* [Aim]:
Recast the lines of the entries below as a JSON list of strings, one string per line and no blank lines, starting at the line that contains "Point to the water reflection." and ending at the last line of the entries.
━━━ The input ━━━
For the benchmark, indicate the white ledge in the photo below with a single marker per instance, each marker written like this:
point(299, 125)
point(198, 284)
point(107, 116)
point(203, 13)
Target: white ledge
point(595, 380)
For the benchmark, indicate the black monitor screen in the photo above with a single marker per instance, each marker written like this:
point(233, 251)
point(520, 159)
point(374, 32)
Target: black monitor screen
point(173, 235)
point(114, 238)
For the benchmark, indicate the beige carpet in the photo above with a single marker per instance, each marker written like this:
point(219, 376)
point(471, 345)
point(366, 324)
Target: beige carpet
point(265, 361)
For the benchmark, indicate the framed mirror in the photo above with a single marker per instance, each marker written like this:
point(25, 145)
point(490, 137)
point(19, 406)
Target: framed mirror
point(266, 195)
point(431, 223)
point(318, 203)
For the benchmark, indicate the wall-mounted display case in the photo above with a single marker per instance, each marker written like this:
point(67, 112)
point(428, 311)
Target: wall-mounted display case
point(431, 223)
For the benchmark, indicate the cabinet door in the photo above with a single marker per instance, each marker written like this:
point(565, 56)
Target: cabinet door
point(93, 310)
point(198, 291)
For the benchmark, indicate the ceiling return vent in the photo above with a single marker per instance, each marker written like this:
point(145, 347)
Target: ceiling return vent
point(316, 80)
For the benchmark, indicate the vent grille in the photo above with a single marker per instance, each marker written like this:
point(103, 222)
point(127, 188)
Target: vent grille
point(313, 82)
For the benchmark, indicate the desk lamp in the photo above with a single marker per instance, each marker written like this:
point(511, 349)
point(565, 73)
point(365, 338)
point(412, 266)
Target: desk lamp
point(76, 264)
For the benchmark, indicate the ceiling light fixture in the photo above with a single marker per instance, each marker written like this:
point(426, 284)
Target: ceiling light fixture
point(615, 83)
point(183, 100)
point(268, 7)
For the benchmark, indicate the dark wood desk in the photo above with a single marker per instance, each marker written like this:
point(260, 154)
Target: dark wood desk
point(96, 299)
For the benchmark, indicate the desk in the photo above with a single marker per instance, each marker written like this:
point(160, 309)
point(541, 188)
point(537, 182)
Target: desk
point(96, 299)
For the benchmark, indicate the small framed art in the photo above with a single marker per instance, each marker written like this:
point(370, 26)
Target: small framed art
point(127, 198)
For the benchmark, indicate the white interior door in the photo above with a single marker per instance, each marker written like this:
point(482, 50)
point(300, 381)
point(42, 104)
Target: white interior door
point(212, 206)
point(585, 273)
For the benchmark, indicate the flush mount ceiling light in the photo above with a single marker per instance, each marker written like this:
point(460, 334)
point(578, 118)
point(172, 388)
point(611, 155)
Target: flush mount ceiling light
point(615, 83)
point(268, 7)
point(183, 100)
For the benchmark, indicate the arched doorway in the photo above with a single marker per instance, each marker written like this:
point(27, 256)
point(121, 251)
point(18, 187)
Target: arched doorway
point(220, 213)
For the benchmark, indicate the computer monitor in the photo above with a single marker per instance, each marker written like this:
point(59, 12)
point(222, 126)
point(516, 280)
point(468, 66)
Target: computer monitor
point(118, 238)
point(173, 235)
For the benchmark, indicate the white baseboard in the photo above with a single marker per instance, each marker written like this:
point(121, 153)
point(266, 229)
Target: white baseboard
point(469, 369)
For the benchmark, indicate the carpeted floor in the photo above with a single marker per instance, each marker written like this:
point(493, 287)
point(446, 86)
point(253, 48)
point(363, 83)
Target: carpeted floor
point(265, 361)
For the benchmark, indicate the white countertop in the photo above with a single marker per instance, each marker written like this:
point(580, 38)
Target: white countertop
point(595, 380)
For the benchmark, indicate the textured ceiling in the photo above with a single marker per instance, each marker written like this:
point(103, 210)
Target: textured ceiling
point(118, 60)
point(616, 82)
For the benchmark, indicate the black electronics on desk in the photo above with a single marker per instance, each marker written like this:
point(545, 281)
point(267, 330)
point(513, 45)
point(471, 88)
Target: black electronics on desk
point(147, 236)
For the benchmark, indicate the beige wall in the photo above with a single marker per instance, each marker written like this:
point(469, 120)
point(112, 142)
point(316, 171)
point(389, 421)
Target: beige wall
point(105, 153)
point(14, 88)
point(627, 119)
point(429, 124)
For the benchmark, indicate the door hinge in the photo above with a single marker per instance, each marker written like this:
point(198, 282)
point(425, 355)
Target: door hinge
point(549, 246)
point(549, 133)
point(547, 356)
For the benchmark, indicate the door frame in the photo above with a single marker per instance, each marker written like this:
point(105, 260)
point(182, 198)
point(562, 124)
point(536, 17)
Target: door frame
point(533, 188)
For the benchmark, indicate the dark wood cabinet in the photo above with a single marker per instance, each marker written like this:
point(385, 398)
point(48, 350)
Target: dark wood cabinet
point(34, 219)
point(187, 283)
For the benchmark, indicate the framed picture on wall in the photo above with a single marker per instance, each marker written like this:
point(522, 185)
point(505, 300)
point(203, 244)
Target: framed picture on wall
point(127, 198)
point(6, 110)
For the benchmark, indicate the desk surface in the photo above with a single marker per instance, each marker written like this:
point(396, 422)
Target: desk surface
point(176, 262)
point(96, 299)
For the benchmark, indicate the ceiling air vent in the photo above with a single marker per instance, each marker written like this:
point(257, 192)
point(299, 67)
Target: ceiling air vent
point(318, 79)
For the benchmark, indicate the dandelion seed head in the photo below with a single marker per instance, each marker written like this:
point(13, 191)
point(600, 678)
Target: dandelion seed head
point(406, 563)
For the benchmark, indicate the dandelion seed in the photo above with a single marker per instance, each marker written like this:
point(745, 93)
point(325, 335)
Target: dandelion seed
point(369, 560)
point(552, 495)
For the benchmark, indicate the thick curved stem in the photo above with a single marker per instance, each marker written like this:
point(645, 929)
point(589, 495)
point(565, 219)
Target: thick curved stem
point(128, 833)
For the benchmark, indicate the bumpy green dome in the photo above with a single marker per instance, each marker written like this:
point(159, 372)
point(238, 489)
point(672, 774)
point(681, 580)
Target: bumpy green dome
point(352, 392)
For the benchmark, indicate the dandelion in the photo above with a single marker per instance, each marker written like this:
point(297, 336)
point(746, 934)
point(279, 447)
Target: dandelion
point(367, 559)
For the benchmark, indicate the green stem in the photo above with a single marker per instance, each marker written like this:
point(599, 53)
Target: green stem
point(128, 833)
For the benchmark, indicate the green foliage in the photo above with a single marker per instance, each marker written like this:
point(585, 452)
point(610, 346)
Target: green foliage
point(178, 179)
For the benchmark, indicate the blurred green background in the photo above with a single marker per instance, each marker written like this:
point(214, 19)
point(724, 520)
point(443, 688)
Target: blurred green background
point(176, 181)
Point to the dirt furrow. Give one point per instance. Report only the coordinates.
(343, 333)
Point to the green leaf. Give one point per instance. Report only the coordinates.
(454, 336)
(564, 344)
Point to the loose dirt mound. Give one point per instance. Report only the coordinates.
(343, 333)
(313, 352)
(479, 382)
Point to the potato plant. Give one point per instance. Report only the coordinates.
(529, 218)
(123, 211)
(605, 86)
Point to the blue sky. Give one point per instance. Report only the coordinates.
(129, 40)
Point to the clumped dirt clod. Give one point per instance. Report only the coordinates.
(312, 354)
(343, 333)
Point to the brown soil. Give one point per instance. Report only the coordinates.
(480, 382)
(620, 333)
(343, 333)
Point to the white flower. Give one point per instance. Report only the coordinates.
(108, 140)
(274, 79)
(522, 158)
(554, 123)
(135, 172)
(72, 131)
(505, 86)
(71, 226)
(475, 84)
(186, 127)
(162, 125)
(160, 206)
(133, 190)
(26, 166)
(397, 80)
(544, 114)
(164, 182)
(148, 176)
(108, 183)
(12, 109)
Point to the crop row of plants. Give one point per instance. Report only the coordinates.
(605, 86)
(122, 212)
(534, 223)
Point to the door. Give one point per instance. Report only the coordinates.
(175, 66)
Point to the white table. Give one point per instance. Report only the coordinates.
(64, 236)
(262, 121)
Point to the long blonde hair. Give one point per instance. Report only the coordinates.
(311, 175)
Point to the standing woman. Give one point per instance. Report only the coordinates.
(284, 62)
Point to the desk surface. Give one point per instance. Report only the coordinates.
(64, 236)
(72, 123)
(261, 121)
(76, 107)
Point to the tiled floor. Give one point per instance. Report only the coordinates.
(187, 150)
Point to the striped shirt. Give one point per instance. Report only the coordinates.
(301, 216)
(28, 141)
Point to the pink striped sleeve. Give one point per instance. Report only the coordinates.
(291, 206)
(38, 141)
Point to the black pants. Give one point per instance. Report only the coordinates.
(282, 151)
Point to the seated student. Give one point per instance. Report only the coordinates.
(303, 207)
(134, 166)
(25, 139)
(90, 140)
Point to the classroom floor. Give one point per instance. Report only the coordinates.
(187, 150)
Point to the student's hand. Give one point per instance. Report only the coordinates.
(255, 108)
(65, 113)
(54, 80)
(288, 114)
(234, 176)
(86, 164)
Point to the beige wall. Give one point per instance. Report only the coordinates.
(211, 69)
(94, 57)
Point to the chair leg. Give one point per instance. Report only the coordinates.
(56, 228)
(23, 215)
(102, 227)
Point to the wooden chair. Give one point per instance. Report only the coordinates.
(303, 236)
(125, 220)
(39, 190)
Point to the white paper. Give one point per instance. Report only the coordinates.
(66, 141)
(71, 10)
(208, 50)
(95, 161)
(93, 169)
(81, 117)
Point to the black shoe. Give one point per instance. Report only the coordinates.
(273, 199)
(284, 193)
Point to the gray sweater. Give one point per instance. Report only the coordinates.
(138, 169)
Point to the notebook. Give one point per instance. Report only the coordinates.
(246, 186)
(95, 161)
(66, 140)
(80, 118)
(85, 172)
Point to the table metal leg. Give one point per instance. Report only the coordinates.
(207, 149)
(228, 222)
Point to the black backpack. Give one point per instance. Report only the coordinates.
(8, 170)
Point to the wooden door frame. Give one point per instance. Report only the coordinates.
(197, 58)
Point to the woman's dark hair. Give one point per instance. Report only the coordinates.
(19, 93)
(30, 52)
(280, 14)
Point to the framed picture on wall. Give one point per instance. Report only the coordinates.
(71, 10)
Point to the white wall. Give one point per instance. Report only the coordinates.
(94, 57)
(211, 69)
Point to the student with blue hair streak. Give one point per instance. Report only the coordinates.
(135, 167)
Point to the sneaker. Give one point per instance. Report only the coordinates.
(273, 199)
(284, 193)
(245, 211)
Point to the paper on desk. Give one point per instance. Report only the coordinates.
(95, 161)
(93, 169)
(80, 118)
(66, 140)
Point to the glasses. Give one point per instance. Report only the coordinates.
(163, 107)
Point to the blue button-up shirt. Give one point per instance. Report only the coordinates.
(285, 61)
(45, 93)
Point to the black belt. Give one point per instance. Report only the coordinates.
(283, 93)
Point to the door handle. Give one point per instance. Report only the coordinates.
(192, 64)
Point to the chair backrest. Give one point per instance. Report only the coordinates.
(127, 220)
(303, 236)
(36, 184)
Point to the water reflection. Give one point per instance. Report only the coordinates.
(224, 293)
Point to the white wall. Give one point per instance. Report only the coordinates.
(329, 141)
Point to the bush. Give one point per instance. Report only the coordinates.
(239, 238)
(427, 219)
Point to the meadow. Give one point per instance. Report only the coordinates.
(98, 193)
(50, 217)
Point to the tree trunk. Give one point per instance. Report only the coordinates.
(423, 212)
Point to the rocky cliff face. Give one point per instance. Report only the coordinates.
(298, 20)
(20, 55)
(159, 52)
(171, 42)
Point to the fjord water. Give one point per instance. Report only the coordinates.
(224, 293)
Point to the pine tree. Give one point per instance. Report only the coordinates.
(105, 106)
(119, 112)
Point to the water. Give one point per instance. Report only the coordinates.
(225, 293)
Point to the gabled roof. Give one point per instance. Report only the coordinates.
━━━
* [Result of this exercise]:
[
  "Point to the water reflection. Give one point per instance. Report only the coordinates.",
  "(224, 293)",
  "Point to the white wall. Give one point per instance. Report only the coordinates.",
  "(329, 141)",
  "Point to the bush. Give one point per instance. Report only the coordinates.",
  "(239, 238)",
  "(427, 219)",
  "Point to the meadow. Give one point per instance. Report only the coordinates.",
  "(98, 193)",
  "(50, 217)",
  "Point to the tree trunk. Give one point per instance. Report only the coordinates.",
  "(423, 212)",
  "Point to the rocky cliff face. Give one point per instance. Report only the coordinates.",
  "(298, 20)",
  "(20, 55)",
  "(159, 52)",
  "(171, 42)",
  "Point to the fjord water. Give one point per instance. Report only the coordinates.",
  "(224, 293)",
  "Point to the pine tree. Give one point per instance. Report only the coordinates.",
  "(105, 106)",
  "(119, 112)",
  "Point to the water. Give one point per instance. Report only the coordinates.",
  "(225, 293)",
  "Point to the gabled roof. Give one point per instance. Report only the coordinates."
]